▶ **INSTRUCTIONS FOR THE TASK**: Please format the lines in the entries below as a JSON list of strings, one string per line and no blank lines, starting with the line that contains "the white cloud" and going on through the last line of the entries.

▶ **ENTRIES SHOWN**:

☆ ☆ ☆ ☆ ☆ ☆ ☆

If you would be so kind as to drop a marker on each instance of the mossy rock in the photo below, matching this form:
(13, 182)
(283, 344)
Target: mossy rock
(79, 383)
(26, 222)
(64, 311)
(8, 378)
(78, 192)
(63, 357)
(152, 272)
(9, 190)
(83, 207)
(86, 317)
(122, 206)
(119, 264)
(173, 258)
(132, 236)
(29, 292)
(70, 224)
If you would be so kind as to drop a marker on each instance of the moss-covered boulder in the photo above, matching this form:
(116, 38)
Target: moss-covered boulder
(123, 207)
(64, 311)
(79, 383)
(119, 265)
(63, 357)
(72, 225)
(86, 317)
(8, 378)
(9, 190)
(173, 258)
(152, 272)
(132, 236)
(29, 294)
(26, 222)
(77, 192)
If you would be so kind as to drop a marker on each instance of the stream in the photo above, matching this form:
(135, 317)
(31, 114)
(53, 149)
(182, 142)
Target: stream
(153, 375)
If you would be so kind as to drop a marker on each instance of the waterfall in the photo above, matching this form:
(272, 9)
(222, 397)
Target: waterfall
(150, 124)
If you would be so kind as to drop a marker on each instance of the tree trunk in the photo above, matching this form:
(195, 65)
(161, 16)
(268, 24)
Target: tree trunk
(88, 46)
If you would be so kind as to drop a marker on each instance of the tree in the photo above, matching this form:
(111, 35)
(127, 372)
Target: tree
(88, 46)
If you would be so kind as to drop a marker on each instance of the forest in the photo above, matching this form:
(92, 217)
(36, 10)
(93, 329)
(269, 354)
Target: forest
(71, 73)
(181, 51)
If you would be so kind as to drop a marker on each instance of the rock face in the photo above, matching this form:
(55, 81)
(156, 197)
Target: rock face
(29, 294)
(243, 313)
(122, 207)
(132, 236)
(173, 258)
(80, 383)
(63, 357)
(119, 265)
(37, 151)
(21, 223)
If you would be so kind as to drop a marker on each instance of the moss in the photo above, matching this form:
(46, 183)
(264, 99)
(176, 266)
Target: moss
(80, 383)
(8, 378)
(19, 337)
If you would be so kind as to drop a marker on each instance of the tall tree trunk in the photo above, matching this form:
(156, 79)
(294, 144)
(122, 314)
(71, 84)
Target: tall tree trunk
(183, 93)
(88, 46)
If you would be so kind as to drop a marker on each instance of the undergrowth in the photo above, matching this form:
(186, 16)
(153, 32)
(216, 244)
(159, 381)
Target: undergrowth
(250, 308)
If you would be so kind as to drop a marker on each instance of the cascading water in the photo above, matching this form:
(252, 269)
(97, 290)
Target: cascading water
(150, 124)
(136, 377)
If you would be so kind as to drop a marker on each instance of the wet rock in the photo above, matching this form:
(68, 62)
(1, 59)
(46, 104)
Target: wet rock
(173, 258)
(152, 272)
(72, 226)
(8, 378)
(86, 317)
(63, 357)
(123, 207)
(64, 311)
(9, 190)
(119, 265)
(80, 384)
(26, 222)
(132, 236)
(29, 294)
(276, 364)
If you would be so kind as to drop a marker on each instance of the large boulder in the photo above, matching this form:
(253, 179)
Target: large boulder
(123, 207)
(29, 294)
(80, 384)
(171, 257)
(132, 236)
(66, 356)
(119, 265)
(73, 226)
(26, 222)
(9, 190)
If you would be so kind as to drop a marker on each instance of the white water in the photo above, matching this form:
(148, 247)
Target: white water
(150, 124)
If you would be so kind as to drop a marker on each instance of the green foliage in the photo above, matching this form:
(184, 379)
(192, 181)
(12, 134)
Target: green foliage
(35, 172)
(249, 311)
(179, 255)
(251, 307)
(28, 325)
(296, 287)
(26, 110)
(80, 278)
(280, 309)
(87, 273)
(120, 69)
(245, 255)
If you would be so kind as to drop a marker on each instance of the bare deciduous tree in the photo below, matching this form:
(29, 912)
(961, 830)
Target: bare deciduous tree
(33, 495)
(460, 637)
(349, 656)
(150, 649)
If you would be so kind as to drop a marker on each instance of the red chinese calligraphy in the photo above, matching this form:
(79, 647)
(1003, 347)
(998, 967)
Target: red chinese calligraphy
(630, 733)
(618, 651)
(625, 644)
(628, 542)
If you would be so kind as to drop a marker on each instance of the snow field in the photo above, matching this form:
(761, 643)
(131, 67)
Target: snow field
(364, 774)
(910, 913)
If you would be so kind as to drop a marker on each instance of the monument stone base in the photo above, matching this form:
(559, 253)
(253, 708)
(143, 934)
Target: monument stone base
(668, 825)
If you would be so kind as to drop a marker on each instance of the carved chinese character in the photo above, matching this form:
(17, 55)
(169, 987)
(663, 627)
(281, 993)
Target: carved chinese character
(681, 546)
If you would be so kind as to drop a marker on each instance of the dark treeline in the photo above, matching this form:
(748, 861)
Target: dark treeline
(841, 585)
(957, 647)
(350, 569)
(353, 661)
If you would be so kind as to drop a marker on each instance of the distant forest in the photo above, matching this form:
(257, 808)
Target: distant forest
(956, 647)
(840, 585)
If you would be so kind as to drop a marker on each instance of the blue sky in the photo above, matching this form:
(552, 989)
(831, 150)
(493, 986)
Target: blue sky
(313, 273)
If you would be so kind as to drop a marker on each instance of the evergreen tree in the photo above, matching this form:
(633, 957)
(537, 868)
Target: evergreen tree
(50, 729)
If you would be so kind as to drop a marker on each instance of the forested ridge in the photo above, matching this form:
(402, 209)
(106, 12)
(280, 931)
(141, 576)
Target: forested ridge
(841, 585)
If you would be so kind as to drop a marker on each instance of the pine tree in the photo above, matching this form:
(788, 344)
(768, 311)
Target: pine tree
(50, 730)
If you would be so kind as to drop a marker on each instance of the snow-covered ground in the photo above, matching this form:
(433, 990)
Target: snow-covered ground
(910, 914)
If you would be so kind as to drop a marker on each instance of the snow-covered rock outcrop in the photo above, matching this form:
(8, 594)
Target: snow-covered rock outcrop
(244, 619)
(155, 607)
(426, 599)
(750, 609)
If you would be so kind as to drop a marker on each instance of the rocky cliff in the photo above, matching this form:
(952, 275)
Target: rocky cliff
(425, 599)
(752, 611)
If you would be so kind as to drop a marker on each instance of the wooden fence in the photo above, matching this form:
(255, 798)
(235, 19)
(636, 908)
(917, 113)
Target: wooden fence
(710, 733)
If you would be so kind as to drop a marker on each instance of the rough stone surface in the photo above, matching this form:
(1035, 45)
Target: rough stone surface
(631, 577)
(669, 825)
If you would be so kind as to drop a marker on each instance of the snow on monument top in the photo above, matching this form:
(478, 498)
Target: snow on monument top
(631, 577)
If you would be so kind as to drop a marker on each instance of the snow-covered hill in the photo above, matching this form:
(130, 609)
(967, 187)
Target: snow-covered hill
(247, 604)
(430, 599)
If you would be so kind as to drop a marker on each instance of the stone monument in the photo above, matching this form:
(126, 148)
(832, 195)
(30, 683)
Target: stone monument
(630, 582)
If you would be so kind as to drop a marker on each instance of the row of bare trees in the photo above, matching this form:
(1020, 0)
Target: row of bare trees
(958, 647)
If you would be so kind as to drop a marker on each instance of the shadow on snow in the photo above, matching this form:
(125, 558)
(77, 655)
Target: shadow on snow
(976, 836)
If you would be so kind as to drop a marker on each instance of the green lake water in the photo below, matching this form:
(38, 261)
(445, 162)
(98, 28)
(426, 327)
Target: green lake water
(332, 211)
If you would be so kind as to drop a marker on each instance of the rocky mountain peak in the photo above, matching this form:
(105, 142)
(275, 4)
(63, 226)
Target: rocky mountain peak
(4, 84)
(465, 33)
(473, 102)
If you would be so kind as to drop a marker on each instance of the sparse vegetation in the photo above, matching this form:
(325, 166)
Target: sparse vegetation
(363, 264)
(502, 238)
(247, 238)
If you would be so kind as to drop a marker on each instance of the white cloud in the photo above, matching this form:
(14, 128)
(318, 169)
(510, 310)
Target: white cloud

☆ ☆ ☆ ☆ ☆ ☆ ☆

▶ **REPLY TO THE EXERCISE**:
[
  "If you would be so kind as to drop a marker on each instance of the white cloud in the photo above, matching this form:",
  "(14, 128)",
  "(318, 169)",
  "(510, 310)",
  "Target: white cloud"
]